* **Given text**:
_ _ _ _

On April 20, 2017, Tucker Carlson from Fox News interviewed Robert F. Kennedy  Jr. on his show, and they talked about vaccines. Mr. Kennedy pointed out that this is only his second interview on the topic in ten years, and blamed it on advertising dollars (which, apparently, did not prevent Mr. Carlson from hosting him). So why are RFK Jr vaccine beliefs ignored by the mainstream press?

The reality, however, is that journalists familiar with Mr. Kennedy’s past utterances on vaccines avoid him is because of his history of saying things that are blatantly wrong, and journalists who give him credence may well end up with egg on their face. This interview is a good example.

Robert F. Kennedy Jr. is an environmental lawyer. Best as I can tell he started speaking on vaccines in 2005, with an embarrassingly wrong article posted on both Salon and Rolling Stone that claimed that the CDC was engaged in a conspiracy to hide the fact that the vaccine preservative thimerosal was linked to autism.

After five corrections of the blatant errors in Kennedy’s article, Salon also retracted it, explaining that critics’ exposure of further problems “further eroded any faith we had in the story’s value. We’ve grown to believe the best reader service is to delete the piece entirely.”

Kennedy has repeated the same grossly inaccurate statements – claiming a conspiracy to hide the fact that thimerosal in vaccines causes autism – since, and has not recanted, most recently publishing a book making the claim ironically named “Thimerosal: Let the Science Speak,” and also pushing a challenge to science supporters on the topic, following in the footsteps of holocaust deniers, climate change deniers, anti-vaccine activists, evolution deniers, and others.

_ _ _ _

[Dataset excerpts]

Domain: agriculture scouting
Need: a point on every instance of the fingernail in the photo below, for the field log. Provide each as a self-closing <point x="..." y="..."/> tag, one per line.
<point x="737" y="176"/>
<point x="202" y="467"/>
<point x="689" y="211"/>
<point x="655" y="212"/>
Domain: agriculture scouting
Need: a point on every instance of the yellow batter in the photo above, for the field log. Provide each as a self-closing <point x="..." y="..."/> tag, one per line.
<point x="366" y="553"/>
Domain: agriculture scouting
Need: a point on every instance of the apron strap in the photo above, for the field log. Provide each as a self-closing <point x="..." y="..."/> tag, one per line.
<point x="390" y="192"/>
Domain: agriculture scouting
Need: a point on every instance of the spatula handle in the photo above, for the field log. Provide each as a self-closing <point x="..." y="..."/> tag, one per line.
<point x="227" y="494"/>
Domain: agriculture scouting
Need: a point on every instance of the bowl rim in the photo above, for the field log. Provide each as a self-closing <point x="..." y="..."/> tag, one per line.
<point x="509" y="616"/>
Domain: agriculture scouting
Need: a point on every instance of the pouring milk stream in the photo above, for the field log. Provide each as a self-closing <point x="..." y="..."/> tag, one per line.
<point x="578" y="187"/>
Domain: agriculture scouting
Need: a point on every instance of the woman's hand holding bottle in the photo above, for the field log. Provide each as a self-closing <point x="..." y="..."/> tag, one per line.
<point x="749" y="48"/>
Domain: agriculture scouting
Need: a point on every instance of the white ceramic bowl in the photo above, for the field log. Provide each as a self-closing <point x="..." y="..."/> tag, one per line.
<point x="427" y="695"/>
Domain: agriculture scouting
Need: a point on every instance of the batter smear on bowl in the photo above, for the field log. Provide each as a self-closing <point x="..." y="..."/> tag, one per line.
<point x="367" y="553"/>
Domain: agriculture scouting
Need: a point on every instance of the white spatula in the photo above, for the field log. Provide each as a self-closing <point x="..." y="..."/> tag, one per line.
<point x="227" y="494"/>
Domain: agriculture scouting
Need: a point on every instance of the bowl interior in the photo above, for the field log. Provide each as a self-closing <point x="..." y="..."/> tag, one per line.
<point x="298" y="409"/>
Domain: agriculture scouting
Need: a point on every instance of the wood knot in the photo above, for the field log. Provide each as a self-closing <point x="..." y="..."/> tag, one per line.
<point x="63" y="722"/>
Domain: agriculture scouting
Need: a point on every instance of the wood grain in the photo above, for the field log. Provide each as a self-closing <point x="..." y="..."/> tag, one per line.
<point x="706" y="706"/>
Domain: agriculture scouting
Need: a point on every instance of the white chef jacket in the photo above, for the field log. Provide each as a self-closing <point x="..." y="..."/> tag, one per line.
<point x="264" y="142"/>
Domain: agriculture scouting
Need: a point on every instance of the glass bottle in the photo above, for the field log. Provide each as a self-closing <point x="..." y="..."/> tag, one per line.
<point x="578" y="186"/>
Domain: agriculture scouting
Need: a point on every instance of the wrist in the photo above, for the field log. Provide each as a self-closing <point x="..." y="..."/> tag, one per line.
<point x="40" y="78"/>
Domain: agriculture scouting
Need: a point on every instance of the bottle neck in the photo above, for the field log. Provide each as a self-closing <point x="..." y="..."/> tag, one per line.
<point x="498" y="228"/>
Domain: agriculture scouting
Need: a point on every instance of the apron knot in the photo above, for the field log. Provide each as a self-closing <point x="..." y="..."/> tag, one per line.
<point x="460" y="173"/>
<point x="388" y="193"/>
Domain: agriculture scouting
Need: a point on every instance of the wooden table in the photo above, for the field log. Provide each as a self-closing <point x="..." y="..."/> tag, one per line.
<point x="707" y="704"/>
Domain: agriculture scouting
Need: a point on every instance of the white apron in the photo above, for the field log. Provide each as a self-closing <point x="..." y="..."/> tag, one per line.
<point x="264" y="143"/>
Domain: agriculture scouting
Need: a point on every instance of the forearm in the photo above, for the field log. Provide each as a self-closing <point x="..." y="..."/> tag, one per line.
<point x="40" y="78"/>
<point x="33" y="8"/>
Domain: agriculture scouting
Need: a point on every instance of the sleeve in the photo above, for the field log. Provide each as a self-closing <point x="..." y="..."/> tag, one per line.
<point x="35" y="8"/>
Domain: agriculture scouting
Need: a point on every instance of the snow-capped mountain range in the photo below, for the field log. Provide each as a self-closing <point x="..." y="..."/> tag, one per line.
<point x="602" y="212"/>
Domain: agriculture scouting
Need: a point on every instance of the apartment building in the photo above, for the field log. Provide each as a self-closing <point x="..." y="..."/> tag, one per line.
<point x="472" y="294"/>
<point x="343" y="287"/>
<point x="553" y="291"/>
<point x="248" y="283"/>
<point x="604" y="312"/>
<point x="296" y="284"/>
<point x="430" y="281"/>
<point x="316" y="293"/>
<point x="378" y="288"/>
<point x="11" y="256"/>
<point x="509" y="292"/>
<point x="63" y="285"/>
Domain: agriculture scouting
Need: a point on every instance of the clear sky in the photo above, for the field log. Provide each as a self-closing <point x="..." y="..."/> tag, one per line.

_ _ _ _

* **Complete the following**:
a: Transcribe everything in the passage on Robert F. Kennedy Jr.'s vaccine claims, from "The reality, however, is" down to "linked to autism.".
b: Condense the paragraph of the passage on Robert F. Kennedy Jr.'s vaccine claims that begins "Robert F. Kennedy Jr. is an environmental lawyer" into a shorter version that keeps its main facts.
c: Write the next part of the passage on Robert F. Kennedy Jr.'s vaccine claims, picking up after its final sentence.

* **Task-by-task results**:
a:
The reality, however, is that journalists familiar with Mr. Kennedy’s past utterances on vaccines avoid him is because of his history of saying things that are blatantly wrong, and journalists who give him credence may well end up with egg on their face. This interview is a good example.

Robert F. Kennedy Jr. is an environmental lawyer. Best as I can tell he started speaking on vaccines in 2005, with an embarrassingly wrong article posted on both Salon and Rolling Stone that claimed that the CDC was engaged in a conspiracy to hide the fact that the vaccine preservative thimerosal was linked to autism.

b: Robert F. Kennedy Jr. is an environmental lawyer. As far as the writer can tell, he began speaking on vaccines in 2005 with a badly wrong article, posted on Salon and Rolling Stone, that claimed the CDC was hiding a link between the vaccine preservative thimerosal and autism.

c:
In the intervening years studies from all around the world looked at thimerosal in vaccines and did not find a link between it and autism. More recently see publications here and here. The global nature of these studies means that even if the CDC wanted to conspire to hide a link, it wouldn’t be able to, not without controlling the rest of the world. No serious scientific source today really thinks that the tiny amounts of thimerosal in vaccines (and as a reminder, all childhood vaccines, with the exception of multi-dose influenza, contain no, or almost no, thimerosal) causes autism or other neuropsychological problems – or any other serious, long-term harms. But Kennedy does. Because conspiracy.

RFK Jr vaccine statements are hostile, and also very, very extreme.  In a famous quote, he said:

They can put anything they want in that vaccine and they have no accountability for it,[…] They get the shot, that night they have a fever of a hundred and three, they go to sleep, and three months later their brain is gone…This is a holocaust, what this is doing to our country.

Not only is this untrue, but it’s highly offensive to children with autism to say their brain is gone, as is the comparison to the holocaust. Unsurprisingly, science supporters were dismayed by Kennedy’s claims – denied by the Trump transition team – that President Trump offered him the position of leading a vaccine commission.